**DATASET RECORDS:**
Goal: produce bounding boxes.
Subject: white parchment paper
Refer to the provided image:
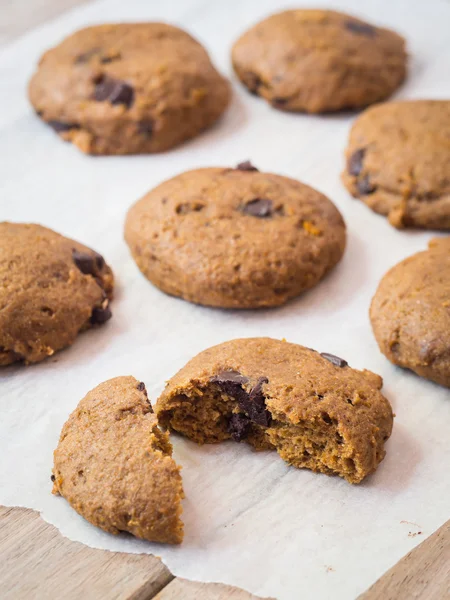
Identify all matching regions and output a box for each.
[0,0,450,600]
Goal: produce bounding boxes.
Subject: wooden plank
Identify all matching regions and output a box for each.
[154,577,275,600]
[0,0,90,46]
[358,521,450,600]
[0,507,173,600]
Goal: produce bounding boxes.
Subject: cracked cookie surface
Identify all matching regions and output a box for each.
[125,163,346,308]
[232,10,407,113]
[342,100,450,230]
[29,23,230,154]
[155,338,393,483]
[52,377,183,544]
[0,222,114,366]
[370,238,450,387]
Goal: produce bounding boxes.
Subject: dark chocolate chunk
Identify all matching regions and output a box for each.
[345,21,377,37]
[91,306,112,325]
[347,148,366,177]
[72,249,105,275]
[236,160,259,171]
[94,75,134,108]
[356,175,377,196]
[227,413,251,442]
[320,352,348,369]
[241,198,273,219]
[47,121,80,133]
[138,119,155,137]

==

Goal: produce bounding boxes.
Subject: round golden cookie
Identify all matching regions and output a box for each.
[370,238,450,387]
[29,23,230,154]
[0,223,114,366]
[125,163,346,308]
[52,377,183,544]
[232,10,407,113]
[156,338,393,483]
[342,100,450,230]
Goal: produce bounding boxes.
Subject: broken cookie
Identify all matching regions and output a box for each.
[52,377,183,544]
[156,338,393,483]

==

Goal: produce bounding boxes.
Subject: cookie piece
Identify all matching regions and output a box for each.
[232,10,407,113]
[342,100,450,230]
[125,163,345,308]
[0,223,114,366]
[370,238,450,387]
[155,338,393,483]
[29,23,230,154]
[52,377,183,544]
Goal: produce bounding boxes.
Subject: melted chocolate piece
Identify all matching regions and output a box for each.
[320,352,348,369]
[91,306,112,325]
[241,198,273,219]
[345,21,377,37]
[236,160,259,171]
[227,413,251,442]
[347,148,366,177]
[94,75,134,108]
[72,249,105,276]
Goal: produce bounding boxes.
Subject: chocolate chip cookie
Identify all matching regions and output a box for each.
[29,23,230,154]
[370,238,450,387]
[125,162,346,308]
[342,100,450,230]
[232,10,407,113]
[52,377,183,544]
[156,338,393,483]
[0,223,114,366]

**WHAT THE EXERCISE ASKS:** Locate every line above that contains the word "chocolate" and copy each of those lines in full.

**ANSWER IN FULL:**
Subject: dark chocolate chunk
Subject: melted chocolate piece
Subject: chocolate chip cookie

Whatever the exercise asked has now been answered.